# [THE TASK]
For each statement below, say yes or no to whether it agrees with the text on picky eaters, and quote the words from the text that decide it. 1. The foods eaten during pregnancy affect a child's later food habits. 2. Fast and convenient food options make it harder to get stuck in a rut. 3. Trying new foods regularly is given as a way to develop a child's palate.

# [DOCUMENT EXCERPT]
+===+

Editor’s Note: These strategies are ideal for your own children as well as to help your patients who have picky eaters at home.
IT’S SAFE TO SAY THAT NO ONE WANTS a picky eater in their home, so why does it frustrate so many parents? With so many fast and convenient food options, it can be easy to get stuck in a rut – for all of us, let alone our wee ones.
The exciting news is that there is a lot you can do as a parent to positively impact your child’s eating habits.
It’s important to know that developing your palate is something that starts very early in life and the more flavours one is exposed to, the more evolved the palate. It has even been found that the foods you eat while pregnant influence your child’s future food habits – another reason for you to eat a varied and healthful diet.
Use these nutrition guidelines to help your child develop a healthy food palate.
Variety is the spice of life. An effective way to develop your child’s palate is to try new foods regularly. We tend to lack variety in our diets, which limits our willingness to try new things and often leads to food sensitivities.

+===+

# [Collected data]
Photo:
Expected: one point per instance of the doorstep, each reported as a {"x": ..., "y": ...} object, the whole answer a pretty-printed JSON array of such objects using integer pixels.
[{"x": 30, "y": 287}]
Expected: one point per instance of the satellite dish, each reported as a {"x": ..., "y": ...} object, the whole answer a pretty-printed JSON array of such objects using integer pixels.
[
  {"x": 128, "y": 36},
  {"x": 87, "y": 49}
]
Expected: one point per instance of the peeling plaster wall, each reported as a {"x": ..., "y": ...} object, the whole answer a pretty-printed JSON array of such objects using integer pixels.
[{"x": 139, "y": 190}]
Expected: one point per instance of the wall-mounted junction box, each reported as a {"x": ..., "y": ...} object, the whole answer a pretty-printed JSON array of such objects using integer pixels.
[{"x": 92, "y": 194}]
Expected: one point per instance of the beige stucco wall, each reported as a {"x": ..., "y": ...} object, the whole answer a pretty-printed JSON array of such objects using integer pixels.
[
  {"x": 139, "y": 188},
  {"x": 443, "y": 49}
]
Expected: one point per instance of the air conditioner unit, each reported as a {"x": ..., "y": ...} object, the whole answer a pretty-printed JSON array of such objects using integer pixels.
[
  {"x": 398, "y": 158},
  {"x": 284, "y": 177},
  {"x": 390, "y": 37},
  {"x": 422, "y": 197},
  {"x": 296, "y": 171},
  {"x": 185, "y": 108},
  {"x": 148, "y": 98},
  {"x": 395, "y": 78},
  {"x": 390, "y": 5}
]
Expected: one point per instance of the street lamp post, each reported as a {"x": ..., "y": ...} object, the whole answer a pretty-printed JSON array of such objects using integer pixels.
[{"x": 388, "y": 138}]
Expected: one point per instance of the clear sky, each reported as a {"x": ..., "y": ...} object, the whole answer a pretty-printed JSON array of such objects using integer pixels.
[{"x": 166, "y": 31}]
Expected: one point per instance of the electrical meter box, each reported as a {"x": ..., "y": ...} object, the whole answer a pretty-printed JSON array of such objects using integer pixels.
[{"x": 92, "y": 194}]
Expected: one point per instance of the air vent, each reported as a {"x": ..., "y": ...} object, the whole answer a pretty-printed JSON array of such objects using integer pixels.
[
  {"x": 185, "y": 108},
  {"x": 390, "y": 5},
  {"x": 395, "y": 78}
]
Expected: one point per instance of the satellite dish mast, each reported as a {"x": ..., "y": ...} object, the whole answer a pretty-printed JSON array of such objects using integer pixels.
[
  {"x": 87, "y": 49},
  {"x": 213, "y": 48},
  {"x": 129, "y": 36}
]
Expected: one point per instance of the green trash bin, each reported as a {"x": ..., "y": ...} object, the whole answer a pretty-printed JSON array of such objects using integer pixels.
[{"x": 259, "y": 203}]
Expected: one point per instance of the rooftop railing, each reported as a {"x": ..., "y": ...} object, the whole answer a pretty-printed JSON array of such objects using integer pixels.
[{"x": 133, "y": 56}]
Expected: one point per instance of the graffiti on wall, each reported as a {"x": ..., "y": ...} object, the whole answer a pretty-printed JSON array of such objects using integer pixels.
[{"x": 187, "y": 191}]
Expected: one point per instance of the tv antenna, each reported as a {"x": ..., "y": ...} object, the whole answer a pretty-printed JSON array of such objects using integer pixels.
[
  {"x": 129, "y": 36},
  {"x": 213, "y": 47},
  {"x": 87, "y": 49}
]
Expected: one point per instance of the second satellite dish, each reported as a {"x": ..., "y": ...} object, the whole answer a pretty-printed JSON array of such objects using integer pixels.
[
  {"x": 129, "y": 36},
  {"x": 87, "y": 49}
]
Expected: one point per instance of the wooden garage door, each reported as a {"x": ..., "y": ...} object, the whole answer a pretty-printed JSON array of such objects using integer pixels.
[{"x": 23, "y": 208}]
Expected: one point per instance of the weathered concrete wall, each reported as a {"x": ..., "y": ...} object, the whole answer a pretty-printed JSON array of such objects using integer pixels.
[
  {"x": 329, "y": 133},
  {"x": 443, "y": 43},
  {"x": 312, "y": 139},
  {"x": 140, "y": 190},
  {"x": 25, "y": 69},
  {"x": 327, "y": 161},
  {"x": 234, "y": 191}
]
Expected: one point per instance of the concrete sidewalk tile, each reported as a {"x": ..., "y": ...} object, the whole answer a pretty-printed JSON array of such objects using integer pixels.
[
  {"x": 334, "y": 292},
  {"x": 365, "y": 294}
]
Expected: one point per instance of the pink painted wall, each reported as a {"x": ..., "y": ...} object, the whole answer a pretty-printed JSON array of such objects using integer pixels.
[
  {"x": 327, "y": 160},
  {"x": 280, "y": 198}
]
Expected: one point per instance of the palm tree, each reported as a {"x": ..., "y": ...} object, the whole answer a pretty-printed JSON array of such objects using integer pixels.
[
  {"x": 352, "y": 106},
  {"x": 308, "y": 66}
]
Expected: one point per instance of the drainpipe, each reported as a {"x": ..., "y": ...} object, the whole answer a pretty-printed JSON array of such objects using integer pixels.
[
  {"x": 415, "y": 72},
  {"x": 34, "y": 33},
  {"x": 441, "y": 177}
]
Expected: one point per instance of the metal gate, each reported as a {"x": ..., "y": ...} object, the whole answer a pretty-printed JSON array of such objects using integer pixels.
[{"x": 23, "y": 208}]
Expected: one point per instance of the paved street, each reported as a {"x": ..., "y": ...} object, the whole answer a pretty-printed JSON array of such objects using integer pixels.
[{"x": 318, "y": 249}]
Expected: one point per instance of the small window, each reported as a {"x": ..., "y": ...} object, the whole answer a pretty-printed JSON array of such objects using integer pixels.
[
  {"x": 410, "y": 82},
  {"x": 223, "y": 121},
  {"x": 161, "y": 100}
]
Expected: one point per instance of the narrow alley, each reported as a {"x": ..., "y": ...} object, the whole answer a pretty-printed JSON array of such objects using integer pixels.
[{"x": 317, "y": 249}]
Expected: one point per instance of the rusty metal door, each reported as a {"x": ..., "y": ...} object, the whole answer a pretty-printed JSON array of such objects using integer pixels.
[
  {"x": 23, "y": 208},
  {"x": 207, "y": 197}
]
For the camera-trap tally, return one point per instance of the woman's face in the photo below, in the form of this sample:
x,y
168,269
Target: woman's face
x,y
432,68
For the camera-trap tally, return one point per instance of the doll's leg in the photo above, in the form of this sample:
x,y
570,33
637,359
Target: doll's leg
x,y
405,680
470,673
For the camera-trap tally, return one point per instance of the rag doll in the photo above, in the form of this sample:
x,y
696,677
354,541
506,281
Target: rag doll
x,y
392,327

+===+

# [RESPONSE]
1. Yes: "It has even been found that the foods you eat while pregnant influence your child’s future food habits"
2. No: "With so many fast and convenient food options, it can be easy to get stuck in a rut"
3. Yes: "An effective way to develop your child’s palate is to try new foods regularly."